- [DOCUMENT SEGMENT]:
In Maryland, pondering a “synthetic” future

Is a synthetic surface in Maryland racing’s future?

The answer to that – as to virtually every question about the industry’s future in the Free State – remains unknown. But it’s clear the Maryland Thoroughbred Racetrack Operating Authority will give the surfaces – once derided as “plastic” by horsemen and now believed by many to be critical to the industry’s future – a long look.

At its October 20 meeting, the Authority, a body created by the state’s General Assembly to envision the future for Maryland racing, heard from Lisa Lazarus, chief executive officer of the federally-created Horseracing Integrity and Safety Authority, and NYRA executive vice president of operations and capital projects Glen Kozak. Central to the discussion: synthetic surfaces.

“We’re tasked in part with looking at a new facility, a new training center,” Authority chairman Greg Cross said to Lazarus. “You’re studying track surfaces… Are you pointing to a conclusion of some sort?”

Lazarus demurred.

“We’re collecting a lot of data. We don’t have a conclusion yet,” she said. “But we certainly have, I think, hypotheses to start with.”

- [DATA EXCERPT]:
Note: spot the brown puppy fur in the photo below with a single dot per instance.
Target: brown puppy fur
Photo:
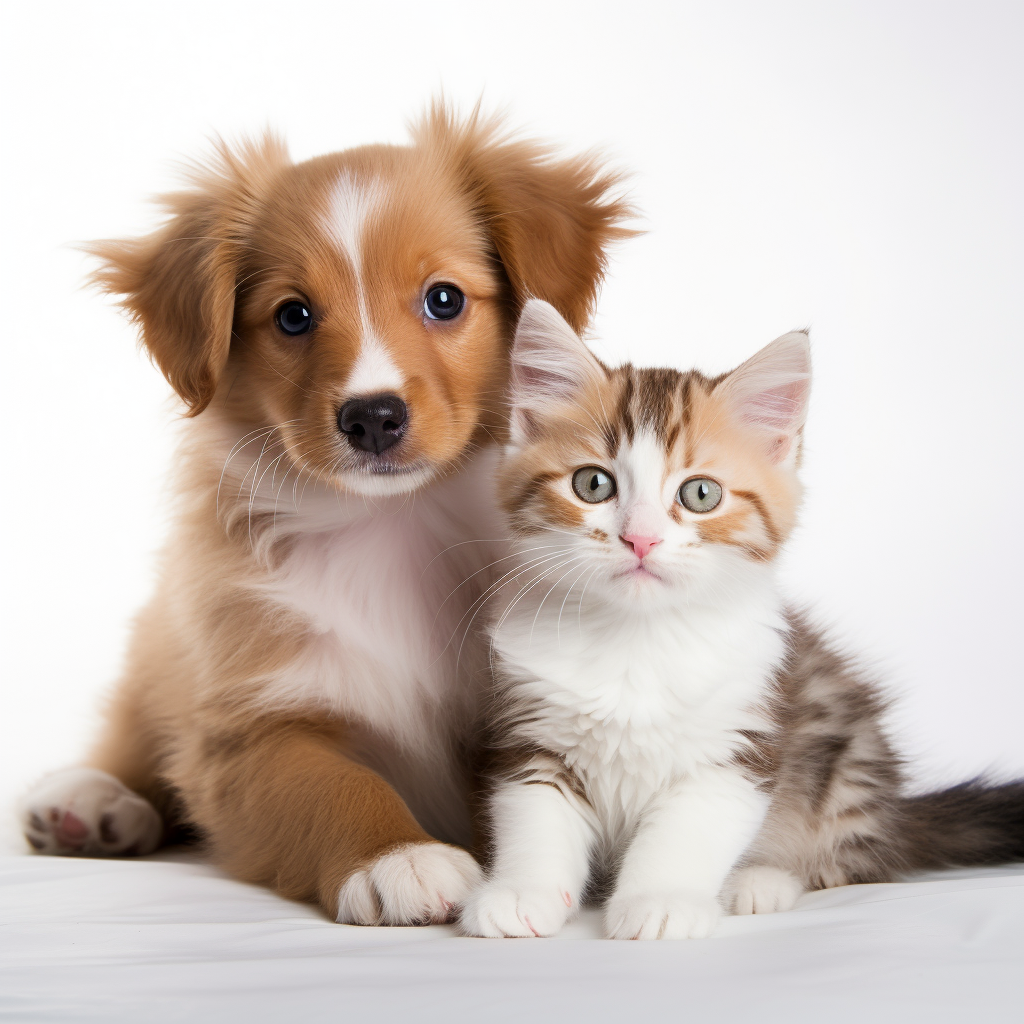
(286, 692)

- [PROMPT A]: In the article about synthetic surfaces in Maryland racing, who is the chairman of the Maryland Thoroughbred Racetrack Operating Authority?
- [PROMPT B]: Return the passage of the Maryland racing article starting at "The answer to" and ending at "a long look.".
- [PROMPT C]: Write the next part of the article on Maryland racing and synthetic surfaces, picking up after its final sentence.

- [TASK RESPONSE A]: Greg Cross.

- [TASK RESPONSE B]:
The answer to that – as to virtually every question about the industry’s future in the Free State – remains unknown. But it’s clear the Maryland Thoroughbred Racetrack Operating Authority will give the surfaces – once derided as “plastic” by horsemen and now believed by many to be critical to the industry’s future – a long look.

- [TASK RESPONSE C]:
Synthetic surfaces have had consistently lower equine fatality rates under racing conditions, according to Equine Injury Database data. During 2022, there were 0.41 fatalities per 1,000 racing starts on synthetic surfaces. That compared favorably with the rate for dirt (1.44) and even that for turf (0.91).

But an industry experiment with synthetics blew up several years ago, with Southern California tracks and Kentucky’s Keeneland all peeling off their synthetics and reverting to conventional dirt surfaces. A handful of North American tracks, Woodbine perhaps most prominent among them, retain synthetic as their “main track,” while other tracks, such as Gulfstream Park, have synthetic surfaces alongside conventional dirt and turf tracks.

NYRA’s Belmont Park is soon to join that latter group, Kozak said. Belmont, in the midst of a massive project that will see its enormous grandstand demolished and replaced with a building about a quarter the size, is also renovating its racing strips. When all is said and done, it will still have its famed, mile-and-a-half dirt course, along with two turf courses inside of it and a one-mile synthetic course inside of them.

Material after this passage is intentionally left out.